_Text block_.
Shklyarov was at home in his apartment block at Lieutenant Schmidt Embankment, close to the Winter Palace in St Petersburg, when his fall took place at around 1am. RIA Novosti, the Russian news agency, reported that a federal investigation has been launched to investigate the circumstances, but that, in a “preliminary” finding, his death had been ruled an accident.
However, there are already several competing narratives at play, including the suggestion that drugs were involved, that Shklyarov was depressed, or, understandably given Russia’s track record when it comes to dealing with critics of Vladimir Putin, that shadowy security forces were involved.
It was in 2022 that Shklyarov courageously shared his views on Facebook, posting: “Friends! I am against the war in Ukraine! I am for the people, for a peaceful sky above our heads. Politicians should be able to negotiate without shooting and killing civilians, for this they were given a tongue and a head.”
He continued: “My grandfather, Anatoly Filimonovich, graduated from school in Ukraine with a gold medal, my great-grandmother Sonya lived her whole life in Kyiv. It is impossible to watch everything that is happening today without tears… I want to dance… I want to love everyone – that is the purpose of my life… I do not want wars or borders.”
You can understand why people are now questioning Shklyarov’s so-called accident, says Tony Brenton, an author and former British ambassador to Russia. “Obviously there have been a lot of unexplained deaths in Russia recently – oil executives, for example.” Mikhail Rogachev, the former vice-president of Yukos, fell from a 10th floor window in Moscow just last month, while 2022 saw the deaths of Gazprom’s Leonid Shulman and Lukoil’s Ravil Maganov, the latter also tumbling from a great height.
“Of course we also know the fate of poor Alexei Navalny,” says Brenton. “So, inevitably, when something like [Shklyarov’s fall] happens, you ask whether something more is behind it.”
Another former diplomat who served in Moscow adds: “There is no doubt that something really revolting is going on in Russia. If you look at the number of Putin opponents who have been silenced, it’s a terrible, terrible thing – it’s death squad stuff.”

_Objective_. Please translate this sentence from the article on Shklyarov's death into Spanish: "There is no doubt that something really revolting is going on in Russia."

_Provided data_.
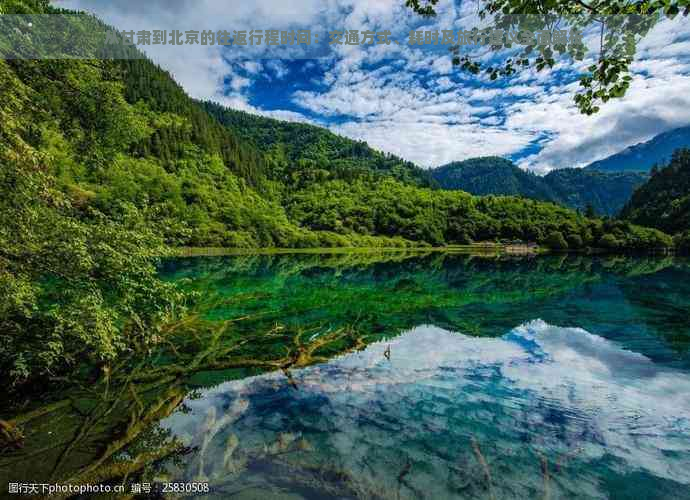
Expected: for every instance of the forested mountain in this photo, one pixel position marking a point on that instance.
(641, 157)
(605, 193)
(491, 175)
(664, 201)
(299, 152)
(106, 163)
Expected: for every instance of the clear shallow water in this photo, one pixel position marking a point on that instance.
(536, 378)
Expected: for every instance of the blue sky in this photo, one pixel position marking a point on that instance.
(408, 101)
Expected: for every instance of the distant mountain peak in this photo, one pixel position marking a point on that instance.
(642, 156)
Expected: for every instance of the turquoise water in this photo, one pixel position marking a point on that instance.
(480, 378)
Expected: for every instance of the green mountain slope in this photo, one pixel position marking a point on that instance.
(606, 193)
(302, 152)
(104, 164)
(641, 157)
(664, 201)
(491, 175)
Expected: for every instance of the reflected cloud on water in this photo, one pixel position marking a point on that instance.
(542, 411)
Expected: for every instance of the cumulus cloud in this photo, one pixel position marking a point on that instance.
(413, 102)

_Task answer_. No cabe duda de que algo realmente repugnante está ocurriendo en Rusia.